This rent adjustment clause is entirely one-sided in favor of the landlord. In a triple net lease, the tenants pay the property’s operating expenses. And, if your business occupies .02% of the property, you will pay .02% of the operating expenses for that year.

But what happens when the property is only 90% occupied, or 80% or 65%? How much of the operating costs is each tenant obligated to pay?

Since the landlord is not paying the operating costs, the rent adjustment clause allows them to recalculate the amount you owe. The landlord would calculate the expense as if the building was 100% occupied and then factors in “variable components” based on the occupancy of that year. 

If the building is not 100% occupied, your rent is going up. The question of how much depends on how this clause is drafted and the pre-execution negotiations. And today, tenants are in a better negotiating position.

Can Mask Wearing be a Rule of the Lease?

__EXERCISE PROMPT__. Reproduce the rent adjustment excerpt word for word, starting with "This rent adjustment" and going on through "better negotiating position.". The entries are separate material and have no connection to the rent adjustment excerpt.

__INFORMATION PROVIDED__.
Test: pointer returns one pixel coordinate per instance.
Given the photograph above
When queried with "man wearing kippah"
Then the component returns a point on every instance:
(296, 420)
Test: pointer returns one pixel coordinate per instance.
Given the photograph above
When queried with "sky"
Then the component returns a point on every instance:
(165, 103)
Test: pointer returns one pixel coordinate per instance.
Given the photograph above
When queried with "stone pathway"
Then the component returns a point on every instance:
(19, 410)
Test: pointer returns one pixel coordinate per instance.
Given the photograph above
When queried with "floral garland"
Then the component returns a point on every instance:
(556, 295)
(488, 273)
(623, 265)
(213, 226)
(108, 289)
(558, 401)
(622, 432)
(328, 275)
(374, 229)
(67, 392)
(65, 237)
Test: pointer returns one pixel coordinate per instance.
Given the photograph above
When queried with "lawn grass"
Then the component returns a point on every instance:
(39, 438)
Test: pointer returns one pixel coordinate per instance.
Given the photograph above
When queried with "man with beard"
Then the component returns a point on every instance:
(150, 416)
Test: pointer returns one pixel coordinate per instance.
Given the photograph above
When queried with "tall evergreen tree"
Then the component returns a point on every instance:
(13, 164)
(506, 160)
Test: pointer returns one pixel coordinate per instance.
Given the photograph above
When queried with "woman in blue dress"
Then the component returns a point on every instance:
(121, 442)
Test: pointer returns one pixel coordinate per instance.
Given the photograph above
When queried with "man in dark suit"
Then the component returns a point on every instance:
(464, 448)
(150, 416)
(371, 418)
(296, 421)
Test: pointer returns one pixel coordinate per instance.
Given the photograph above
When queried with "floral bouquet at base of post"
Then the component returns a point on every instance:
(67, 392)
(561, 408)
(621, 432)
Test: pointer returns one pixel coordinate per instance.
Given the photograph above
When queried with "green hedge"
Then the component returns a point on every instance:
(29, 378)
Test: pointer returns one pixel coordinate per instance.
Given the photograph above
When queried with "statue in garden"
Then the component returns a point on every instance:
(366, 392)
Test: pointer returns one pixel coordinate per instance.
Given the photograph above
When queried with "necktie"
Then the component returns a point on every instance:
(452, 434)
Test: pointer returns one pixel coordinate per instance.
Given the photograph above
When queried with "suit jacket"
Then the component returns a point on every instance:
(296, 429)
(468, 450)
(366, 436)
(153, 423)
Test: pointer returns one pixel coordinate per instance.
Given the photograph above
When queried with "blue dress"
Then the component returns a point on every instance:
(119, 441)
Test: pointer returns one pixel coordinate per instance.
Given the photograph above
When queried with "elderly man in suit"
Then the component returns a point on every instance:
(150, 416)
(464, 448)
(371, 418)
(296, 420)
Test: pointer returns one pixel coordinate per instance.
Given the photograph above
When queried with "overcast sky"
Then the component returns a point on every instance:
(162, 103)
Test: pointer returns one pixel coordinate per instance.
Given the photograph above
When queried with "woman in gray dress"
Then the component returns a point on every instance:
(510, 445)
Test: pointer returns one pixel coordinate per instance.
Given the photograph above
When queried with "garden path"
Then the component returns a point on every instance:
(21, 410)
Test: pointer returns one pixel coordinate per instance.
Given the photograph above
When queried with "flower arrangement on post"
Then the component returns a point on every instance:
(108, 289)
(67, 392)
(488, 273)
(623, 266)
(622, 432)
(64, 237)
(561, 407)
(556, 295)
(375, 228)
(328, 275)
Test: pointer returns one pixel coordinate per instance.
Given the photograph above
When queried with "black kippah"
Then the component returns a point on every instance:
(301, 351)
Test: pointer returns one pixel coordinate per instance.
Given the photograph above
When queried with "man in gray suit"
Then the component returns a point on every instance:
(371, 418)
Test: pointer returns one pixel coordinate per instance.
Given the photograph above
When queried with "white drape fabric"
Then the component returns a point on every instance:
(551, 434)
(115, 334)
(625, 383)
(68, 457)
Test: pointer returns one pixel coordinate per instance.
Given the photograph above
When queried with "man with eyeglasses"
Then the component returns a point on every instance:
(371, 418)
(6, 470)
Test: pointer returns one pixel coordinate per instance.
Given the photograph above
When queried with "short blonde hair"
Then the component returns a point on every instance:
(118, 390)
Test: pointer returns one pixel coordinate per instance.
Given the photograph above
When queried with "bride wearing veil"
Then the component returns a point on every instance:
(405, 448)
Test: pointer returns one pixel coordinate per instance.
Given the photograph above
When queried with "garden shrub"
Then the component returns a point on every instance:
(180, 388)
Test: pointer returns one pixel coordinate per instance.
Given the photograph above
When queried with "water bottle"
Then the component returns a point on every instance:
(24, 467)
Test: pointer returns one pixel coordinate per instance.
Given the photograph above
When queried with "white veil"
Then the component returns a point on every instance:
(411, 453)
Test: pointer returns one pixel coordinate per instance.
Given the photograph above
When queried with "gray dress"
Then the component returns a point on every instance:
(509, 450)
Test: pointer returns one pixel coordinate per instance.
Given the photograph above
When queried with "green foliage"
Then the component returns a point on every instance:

__REPLY TO THE TASK__.
This rent adjustment clause is entirely one-sided in favor of the landlord. In a triple net lease, the tenants pay the property’s operating expenses. And, if your business occupies .02% of the property, you will pay .02% of the operating expenses for that year.

But what happens when the property is only 90% occupied, or 80% or 65%? How much of the operating costs is each tenant obligated to pay?

Since the landlord is not paying the operating costs, the rent adjustment clause allows them to recalculate the amount you owe. The landlord would calculate the expense as if the building was 100% occupied and then factors in “variable components” based on the occupancy of that year. 

If the building is not 100% occupied, your rent is going up. The question of how much depends on how this clause is drafted and the pre-execution negotiations. And today, tenants are in a better negotiating position.